Start at the line containing "TARGET = sky" and transcribe every line exactly through the end of the records below, and only those lines.

%%

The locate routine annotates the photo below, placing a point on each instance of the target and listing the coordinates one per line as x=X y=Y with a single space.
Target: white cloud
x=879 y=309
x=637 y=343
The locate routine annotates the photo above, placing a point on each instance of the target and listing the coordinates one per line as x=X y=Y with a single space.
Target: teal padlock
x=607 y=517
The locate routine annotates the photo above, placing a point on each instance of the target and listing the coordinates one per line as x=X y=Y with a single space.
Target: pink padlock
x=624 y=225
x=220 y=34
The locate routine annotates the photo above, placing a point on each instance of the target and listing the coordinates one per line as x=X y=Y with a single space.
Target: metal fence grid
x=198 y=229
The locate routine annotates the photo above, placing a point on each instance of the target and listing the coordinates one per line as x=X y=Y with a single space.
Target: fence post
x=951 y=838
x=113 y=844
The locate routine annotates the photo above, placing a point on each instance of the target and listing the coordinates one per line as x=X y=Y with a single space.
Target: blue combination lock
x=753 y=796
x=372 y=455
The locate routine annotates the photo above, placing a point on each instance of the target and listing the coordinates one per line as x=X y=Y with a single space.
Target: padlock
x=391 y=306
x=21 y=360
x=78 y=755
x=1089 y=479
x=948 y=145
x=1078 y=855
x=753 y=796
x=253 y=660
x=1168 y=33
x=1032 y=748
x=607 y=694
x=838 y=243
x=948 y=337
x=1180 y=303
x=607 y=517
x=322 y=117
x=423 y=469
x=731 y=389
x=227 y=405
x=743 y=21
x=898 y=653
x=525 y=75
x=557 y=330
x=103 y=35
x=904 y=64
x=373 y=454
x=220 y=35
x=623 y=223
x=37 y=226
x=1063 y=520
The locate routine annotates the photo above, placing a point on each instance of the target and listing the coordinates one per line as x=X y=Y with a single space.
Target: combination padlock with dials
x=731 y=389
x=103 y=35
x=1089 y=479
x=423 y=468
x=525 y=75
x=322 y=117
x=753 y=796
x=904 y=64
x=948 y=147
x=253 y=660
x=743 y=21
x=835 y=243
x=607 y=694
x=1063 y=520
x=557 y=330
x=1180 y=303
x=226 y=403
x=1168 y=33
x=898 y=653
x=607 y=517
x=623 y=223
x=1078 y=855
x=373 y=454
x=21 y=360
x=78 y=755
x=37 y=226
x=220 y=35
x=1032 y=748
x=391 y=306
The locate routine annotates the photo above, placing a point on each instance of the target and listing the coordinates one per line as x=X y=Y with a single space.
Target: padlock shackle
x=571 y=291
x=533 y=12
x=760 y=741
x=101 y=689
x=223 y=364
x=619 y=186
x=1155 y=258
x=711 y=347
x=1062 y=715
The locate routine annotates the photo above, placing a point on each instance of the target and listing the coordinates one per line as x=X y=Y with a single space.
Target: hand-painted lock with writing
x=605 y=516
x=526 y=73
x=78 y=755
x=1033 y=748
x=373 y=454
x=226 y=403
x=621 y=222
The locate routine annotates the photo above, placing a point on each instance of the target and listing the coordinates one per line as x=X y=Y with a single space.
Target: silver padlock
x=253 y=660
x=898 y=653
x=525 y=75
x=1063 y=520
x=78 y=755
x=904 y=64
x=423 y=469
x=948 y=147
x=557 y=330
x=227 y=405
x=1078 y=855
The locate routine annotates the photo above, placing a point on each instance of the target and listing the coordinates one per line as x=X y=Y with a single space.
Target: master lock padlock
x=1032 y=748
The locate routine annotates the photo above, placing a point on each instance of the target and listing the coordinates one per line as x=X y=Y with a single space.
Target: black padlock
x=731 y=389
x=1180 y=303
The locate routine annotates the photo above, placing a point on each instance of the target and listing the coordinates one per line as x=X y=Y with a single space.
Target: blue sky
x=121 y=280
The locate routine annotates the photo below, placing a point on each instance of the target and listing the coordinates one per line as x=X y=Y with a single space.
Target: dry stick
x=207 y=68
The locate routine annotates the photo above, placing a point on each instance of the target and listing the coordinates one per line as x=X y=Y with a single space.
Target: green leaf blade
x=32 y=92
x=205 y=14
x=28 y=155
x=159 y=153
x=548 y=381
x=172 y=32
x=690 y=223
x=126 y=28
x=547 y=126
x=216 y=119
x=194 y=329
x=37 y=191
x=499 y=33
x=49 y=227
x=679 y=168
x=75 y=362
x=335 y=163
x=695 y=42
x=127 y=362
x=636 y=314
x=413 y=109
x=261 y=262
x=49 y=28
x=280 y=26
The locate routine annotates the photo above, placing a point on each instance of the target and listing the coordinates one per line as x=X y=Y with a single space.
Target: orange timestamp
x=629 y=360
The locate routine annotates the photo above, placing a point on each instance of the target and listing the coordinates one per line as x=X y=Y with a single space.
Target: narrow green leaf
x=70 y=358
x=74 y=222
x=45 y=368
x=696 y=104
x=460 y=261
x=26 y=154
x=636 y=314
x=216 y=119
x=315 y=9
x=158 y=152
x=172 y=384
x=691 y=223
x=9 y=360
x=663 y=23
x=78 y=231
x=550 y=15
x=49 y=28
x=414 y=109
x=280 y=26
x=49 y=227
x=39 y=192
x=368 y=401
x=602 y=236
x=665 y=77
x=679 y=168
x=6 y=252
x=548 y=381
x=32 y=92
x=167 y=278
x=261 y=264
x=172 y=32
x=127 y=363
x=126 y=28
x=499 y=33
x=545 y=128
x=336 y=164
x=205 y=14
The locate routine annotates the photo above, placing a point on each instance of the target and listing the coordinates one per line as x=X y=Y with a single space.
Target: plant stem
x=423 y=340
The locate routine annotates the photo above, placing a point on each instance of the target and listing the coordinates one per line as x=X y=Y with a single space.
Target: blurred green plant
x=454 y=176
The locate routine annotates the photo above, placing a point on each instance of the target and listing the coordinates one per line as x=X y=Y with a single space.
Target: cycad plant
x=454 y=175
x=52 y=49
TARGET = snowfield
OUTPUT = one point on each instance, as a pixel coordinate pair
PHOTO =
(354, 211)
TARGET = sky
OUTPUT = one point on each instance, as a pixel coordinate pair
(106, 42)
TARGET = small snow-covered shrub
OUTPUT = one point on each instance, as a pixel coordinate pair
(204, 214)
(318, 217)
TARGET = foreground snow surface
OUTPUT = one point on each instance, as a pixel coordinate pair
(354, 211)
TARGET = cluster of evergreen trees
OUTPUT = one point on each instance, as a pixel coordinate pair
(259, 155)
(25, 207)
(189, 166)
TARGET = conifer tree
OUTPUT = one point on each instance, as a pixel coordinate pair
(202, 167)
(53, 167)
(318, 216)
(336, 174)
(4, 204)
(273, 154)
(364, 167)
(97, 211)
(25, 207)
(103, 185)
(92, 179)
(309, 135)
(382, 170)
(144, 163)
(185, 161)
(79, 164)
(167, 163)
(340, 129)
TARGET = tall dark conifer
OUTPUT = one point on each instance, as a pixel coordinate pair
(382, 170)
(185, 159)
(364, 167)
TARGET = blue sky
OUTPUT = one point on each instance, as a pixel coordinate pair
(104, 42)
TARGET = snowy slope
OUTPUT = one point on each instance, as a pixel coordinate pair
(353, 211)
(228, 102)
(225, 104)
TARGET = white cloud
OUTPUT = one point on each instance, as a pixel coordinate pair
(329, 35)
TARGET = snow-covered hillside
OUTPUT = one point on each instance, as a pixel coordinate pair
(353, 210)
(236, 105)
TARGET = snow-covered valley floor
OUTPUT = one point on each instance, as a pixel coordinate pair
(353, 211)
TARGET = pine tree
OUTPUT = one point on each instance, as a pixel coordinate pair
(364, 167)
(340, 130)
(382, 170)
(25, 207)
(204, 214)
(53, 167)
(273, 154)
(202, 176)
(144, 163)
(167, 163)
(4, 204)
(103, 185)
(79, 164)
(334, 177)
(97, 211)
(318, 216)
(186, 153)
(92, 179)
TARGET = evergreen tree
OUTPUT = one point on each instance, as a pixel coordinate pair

%%

= Reply =
TARGET = sky
OUTPUT = one point on each instance, as a pixel coordinate pair
(106, 42)
TARGET = small snow-covered shrub
OUTPUT = one point on each instance, as a pixel coordinate pair
(204, 214)
(318, 217)
TARGET = foreground snow surface
OUTPUT = one point on each instance, as a pixel coordinate pair
(354, 211)
TARGET = cluster of evergreen trees
OUTPUT = one point on each instance, as a pixel coordinate pair
(259, 155)
(25, 207)
(189, 166)
TARGET = conifer tree
OUTPUT = one point on each instance, as a pixel coordinate pair
(202, 167)
(53, 167)
(318, 216)
(336, 174)
(4, 204)
(273, 154)
(364, 167)
(97, 211)
(25, 207)
(103, 185)
(92, 179)
(309, 135)
(382, 170)
(144, 163)
(185, 161)
(79, 164)
(167, 163)
(340, 129)
TARGET = tall dark conifer
OUTPUT = one point on each instance, as a pixel coordinate pair
(382, 170)
(185, 159)
(364, 167)
TARGET = blue sky
OUTPUT = one point on each instance, as a pixel coordinate pair
(104, 42)
TARGET = snowy slope
OUTPUT = one point on each instance, as a pixel coordinate pair
(353, 211)
(228, 102)
(225, 104)
TARGET = white cloud
OUTPUT = one point on each instance, as a pixel coordinate pair
(329, 35)
TARGET = snow-covered hillside
OUTPUT = one point on each instance, as a pixel coordinate pair
(353, 210)
(236, 105)
TARGET = snow-covered valley floor
OUTPUT = one point on each instance, as a pixel coordinate pair
(353, 211)
TARGET = pine tree
OUTPUT = one point on each instance, as a pixel coordinate pair
(364, 167)
(340, 130)
(382, 170)
(25, 207)
(204, 214)
(53, 167)
(273, 154)
(202, 176)
(144, 163)
(167, 163)
(4, 204)
(103, 185)
(79, 164)
(334, 177)
(97, 211)
(318, 216)
(186, 153)
(92, 179)
TARGET = evergreen tree
OUTPUT = one point on each instance, as a pixel coordinate pair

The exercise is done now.